** begin EXERCISE DATA **

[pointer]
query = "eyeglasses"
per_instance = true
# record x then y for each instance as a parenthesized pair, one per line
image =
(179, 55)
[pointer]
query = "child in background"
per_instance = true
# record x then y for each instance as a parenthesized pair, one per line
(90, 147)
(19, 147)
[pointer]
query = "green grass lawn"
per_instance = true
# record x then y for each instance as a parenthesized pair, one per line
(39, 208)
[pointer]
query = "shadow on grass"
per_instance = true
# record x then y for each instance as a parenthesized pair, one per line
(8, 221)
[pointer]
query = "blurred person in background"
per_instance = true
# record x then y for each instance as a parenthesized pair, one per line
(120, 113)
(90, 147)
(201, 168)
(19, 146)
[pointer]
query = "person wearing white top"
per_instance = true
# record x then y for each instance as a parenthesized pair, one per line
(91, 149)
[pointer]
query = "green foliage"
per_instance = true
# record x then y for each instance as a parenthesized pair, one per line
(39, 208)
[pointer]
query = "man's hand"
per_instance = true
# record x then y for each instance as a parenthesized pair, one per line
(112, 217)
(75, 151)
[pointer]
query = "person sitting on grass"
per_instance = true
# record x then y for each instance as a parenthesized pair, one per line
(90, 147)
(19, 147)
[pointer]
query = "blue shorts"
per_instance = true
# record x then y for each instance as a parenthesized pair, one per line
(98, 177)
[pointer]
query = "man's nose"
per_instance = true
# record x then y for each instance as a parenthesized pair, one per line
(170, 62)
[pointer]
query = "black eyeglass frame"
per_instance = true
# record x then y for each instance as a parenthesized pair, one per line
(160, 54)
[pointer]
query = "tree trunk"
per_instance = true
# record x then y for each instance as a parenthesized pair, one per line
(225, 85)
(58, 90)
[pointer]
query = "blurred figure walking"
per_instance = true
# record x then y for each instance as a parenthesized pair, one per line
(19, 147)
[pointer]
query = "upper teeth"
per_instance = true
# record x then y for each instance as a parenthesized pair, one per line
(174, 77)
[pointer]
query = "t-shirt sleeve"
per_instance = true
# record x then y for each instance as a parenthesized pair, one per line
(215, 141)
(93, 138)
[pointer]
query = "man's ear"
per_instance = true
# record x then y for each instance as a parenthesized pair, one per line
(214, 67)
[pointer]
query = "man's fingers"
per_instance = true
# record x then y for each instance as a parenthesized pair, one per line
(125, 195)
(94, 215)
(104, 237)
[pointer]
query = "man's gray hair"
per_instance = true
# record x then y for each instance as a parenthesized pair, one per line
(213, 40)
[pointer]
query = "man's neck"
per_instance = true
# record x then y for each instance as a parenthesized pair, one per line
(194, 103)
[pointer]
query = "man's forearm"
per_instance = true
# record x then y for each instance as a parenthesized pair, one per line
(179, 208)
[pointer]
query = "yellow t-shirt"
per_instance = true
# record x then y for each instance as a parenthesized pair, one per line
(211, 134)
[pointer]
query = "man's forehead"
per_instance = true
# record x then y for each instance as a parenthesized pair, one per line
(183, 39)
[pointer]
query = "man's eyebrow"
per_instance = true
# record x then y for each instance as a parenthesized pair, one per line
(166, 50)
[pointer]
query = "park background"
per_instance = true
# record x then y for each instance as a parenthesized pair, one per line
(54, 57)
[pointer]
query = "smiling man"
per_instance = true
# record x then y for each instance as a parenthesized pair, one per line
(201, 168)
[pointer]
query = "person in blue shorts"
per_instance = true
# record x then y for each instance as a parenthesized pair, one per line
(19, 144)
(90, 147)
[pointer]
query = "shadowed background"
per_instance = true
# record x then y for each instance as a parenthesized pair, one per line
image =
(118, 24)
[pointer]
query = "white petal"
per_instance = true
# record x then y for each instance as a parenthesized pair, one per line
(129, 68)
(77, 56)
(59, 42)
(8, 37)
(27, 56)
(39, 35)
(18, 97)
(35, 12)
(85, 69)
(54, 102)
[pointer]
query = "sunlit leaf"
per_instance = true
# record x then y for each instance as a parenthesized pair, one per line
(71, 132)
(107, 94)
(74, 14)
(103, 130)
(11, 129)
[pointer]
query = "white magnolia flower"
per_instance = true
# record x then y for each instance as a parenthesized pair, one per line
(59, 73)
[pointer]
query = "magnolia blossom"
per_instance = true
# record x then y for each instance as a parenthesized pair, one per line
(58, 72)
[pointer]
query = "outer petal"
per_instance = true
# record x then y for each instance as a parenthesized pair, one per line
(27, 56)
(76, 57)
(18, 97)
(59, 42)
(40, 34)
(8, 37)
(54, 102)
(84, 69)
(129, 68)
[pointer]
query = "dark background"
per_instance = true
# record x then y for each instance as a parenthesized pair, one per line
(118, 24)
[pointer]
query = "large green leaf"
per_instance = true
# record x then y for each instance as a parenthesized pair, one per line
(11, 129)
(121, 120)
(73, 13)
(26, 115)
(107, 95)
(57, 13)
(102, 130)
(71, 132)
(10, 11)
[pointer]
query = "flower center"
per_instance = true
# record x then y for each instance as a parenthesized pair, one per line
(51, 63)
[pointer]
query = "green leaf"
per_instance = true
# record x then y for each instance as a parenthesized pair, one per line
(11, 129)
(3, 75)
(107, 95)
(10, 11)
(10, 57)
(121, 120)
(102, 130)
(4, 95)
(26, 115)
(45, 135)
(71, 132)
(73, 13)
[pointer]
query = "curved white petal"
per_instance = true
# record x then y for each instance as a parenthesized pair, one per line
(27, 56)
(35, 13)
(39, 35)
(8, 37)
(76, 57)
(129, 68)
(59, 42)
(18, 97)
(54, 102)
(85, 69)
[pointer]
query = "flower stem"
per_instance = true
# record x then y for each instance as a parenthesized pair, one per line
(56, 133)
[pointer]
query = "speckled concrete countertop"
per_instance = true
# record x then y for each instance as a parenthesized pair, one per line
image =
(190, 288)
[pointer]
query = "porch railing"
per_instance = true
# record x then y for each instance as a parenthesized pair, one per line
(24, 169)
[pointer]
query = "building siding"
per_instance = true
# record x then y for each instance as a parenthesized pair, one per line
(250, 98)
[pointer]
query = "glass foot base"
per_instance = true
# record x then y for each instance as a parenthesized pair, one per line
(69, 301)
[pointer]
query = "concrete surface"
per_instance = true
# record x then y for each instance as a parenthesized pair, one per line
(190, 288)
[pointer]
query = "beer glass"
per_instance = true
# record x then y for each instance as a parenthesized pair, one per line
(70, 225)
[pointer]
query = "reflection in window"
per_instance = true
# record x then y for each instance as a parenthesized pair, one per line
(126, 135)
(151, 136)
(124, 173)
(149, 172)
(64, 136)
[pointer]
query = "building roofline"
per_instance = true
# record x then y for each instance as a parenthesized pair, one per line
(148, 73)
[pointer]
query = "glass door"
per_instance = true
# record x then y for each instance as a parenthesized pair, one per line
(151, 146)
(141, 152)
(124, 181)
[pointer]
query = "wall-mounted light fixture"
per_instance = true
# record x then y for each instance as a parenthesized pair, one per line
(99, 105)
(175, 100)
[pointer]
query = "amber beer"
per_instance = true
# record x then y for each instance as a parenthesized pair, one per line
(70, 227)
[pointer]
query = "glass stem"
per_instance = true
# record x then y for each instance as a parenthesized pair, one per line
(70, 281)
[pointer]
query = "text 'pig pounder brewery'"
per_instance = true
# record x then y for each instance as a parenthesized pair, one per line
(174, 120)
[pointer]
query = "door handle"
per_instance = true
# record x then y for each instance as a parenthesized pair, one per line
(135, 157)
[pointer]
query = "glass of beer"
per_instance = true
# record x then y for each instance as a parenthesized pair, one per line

** end EXERCISE DATA **

### YOUR INSTRUCTIONS
Take the lines above and retype all of them exactly.

### OUTPUT FOR THIS EXERCISE
[pointer]
query = "eyeglasses"
per_instance = true
# record x then y for each instance as a parenthesized pair, one per line
image =
(179, 55)
[pointer]
query = "child in background"
per_instance = true
# record x then y for each instance as a parenthesized pair, one per line
(90, 147)
(19, 147)
[pointer]
query = "green grass lawn"
per_instance = true
# record x then y for each instance as a parenthesized pair, one per line
(39, 208)
[pointer]
query = "shadow on grass"
per_instance = true
# record x then y for each instance as a parenthesized pair, one per line
(8, 221)
[pointer]
query = "blurred person in background"
per_instance = true
# record x then y for each instance as a parenthesized pair, one per line
(120, 113)
(90, 147)
(201, 168)
(19, 146)
[pointer]
query = "person wearing white top"
per_instance = true
# record x then y for each instance as a parenthesized pair, one per line
(91, 149)
[pointer]
query = "green foliage"
per_instance = true
# record x then y for each instance as a parenthesized pair, one per line
(39, 208)
[pointer]
query = "man's hand"
per_instance = true
# record x then y for each instance as a parenthesized pair, one per line
(112, 217)
(75, 151)
[pointer]
query = "person sitting on grass"
per_instance = true
# record x then y for each instance as a parenthesized pair, one per line
(90, 147)
(19, 147)
[pointer]
query = "blue shorts"
per_instance = true
# record x then y for each instance as a parenthesized pair, one per line
(98, 177)
[pointer]
query = "man's nose"
per_instance = true
# record x then y for each instance as a parenthesized pair, one per line
(170, 62)
[pointer]
query = "black eyeglass frame"
per_instance = true
# record x then y for each instance as a parenthesized pair, one per line
(160, 54)
[pointer]
query = "tree trunk"
per_instance = true
# record x then y for each instance as a parenthesized pair, one per line
(225, 85)
(58, 90)
[pointer]
query = "blurred figure walking"
per_instance = true
# record x then y for each instance as a parenthesized pair, one per line
(19, 147)
[pointer]
query = "upper teeth"
per_instance = true
# record x then y for each instance as a parenthesized pair, one per line
(174, 77)
[pointer]
query = "t-shirt sleeve"
per_instance = true
# record x then y for each instance as a parenthesized pair, one per line
(215, 141)
(93, 138)
[pointer]
query = "man's ear"
per_instance = true
# record x then y for each instance as a parenthesized pair, one per line
(214, 67)
[pointer]
query = "man's fingers"
per_instance = true
# record x then y for each instance as a parenthesized pair, one per line
(125, 195)
(94, 215)
(104, 237)
[pointer]
query = "man's gray hair"
per_instance = true
# record x then y for each instance as a parenthesized pair, one per line
(213, 40)
[pointer]
query = "man's neck"
per_instance = true
# record x then y for each instance as a parenthesized pair, one per line
(194, 103)
[pointer]
query = "man's forearm"
per_instance = true
# record x then y for each instance as a parenthesized pair, one per line
(179, 208)
[pointer]
query = "yellow t-shirt"
per_instance = true
# record x then y for each instance as a parenthesized pair, one per line
(211, 134)
[pointer]
query = "man's forehead"
per_instance = true
# record x then y for each instance as a parenthesized pair, one per line
(183, 39)
[pointer]
query = "man's eyebrow"
per_instance = true
# record x then y for each instance as a parenthesized pair, one per line
(166, 50)
[pointer]
query = "park background"
per_instance = true
# record x then y for each instance as a parenthesized pair, one per line
(54, 57)
[pointer]
query = "smiling man"
per_instance = true
# record x then y for each instance as a parenthesized pair, one per line
(201, 168)
[pointer]
query = "person in blue shorts"
per_instance = true
# record x then y for each instance as a parenthesized pair, one per line
(19, 144)
(90, 147)
[pointer]
query = "shadowed background"
per_instance = true
# record x then y for each instance as a parenthesized pair, one per line
image =
(118, 24)
[pointer]
query = "white petal"
per_instance = true
# record x then y for each instance as a parenthesized pair, one per line
(129, 68)
(77, 56)
(59, 42)
(8, 37)
(27, 56)
(39, 35)
(18, 97)
(35, 12)
(85, 69)
(54, 102)
[pointer]
query = "sunlit leaf"
per_instance = true
# record x then y for each instance as a parenthesized pair, one per line
(71, 132)
(107, 94)
(74, 14)
(103, 130)
(11, 129)
[pointer]
query = "white magnolia flower"
per_instance = true
# record x then y for each instance as a parenthesized pair, one per line
(59, 73)
[pointer]
query = "magnolia blossom"
per_instance = true
# record x then y for each instance as a parenthesized pair, one per line
(58, 72)
[pointer]
query = "outer petal"
per_instance = true
# record x then y for each instance as a parenthesized pair, one per line
(27, 56)
(76, 57)
(18, 97)
(59, 42)
(40, 34)
(8, 37)
(54, 102)
(84, 69)
(129, 68)
[pointer]
query = "dark background"
per_instance = true
# record x then y for each instance as a parenthesized pair, one per line
(118, 24)
[pointer]
query = "large green leaf"
per_instance = true
# record x then y for each instance as a parenthesized pair, one per line
(11, 129)
(121, 120)
(73, 13)
(26, 115)
(107, 95)
(57, 13)
(102, 130)
(71, 132)
(10, 11)
[pointer]
query = "flower center"
per_instance = true
# record x then y for each instance as a parenthesized pair, one per line
(51, 63)
[pointer]
query = "green leaf"
per_instance = true
# record x then y for each instance as a parenthesized pair, one per line
(11, 129)
(3, 75)
(107, 95)
(10, 11)
(10, 57)
(121, 120)
(102, 130)
(4, 95)
(26, 115)
(45, 135)
(71, 132)
(73, 13)
[pointer]
query = "curved white petal"
per_instance = true
# record x then y for each instance as a parenthesized pair, one per line
(27, 56)
(35, 13)
(39, 35)
(8, 37)
(76, 57)
(129, 68)
(59, 42)
(18, 97)
(54, 102)
(85, 69)
[pointer]
query = "flower stem"
per_instance = true
# record x then y for each instance as a parenthesized pair, one per line
(56, 133)
[pointer]
query = "speckled concrete countertop"
per_instance = true
# record x then y for each instance as a parenthesized pair, one per line
image =
(190, 288)
[pointer]
query = "porch railing"
per_instance = true
# record x then y for each instance as a parenthesized pair, one per line
(24, 169)
[pointer]
query = "building siding"
per_instance = true
# record x then y for each instance as a parenthesized pair, one per line
(250, 98)
[pointer]
query = "glass foot base"
per_instance = true
# record x then y for each instance as a parenthesized pair, one per line
(69, 301)
[pointer]
query = "concrete surface"
per_instance = true
# record x then y for each instance as a parenthesized pair, one per line
(190, 288)
[pointer]
query = "beer glass"
per_instance = true
# record x then y for each instance as a parenthesized pair, one per line
(70, 225)
[pointer]
query = "reflection in window"
per_instance = true
# record x then y for each instance as a parenthesized pair, one per line
(126, 135)
(151, 136)
(124, 173)
(149, 172)
(64, 136)
[pointer]
query = "building roofline"
per_instance = true
# record x then y for each instance as a parenthesized pair, one per line
(148, 73)
[pointer]
query = "glass door"
per_instance = true
# record x then y for each instance as a parenthesized pair, one per line
(151, 146)
(141, 152)
(124, 181)
[pointer]
query = "wall-mounted light fixture"
per_instance = true
# record x then y for each instance as a parenthesized pair, one per line
(99, 105)
(175, 100)
[pointer]
query = "amber beer"
per_instance = true
# record x then y for each instance as a parenthesized pair, one per line
(70, 227)
[pointer]
query = "glass stem"
per_instance = true
# record x then y for each instance as a parenthesized pair, one per line
(70, 281)
[pointer]
query = "text 'pig pounder brewery'"
per_instance = true
# record x then y for each instance as a parenthesized pair, one per line
(174, 120)
[pointer]
query = "door handle"
per_instance = true
# record x then y for each instance as a parenthesized pair, one per line
(135, 157)
[pointer]
query = "glass of beer"
per_instance = true
# record x then y for each instance as a parenthesized pair, one per line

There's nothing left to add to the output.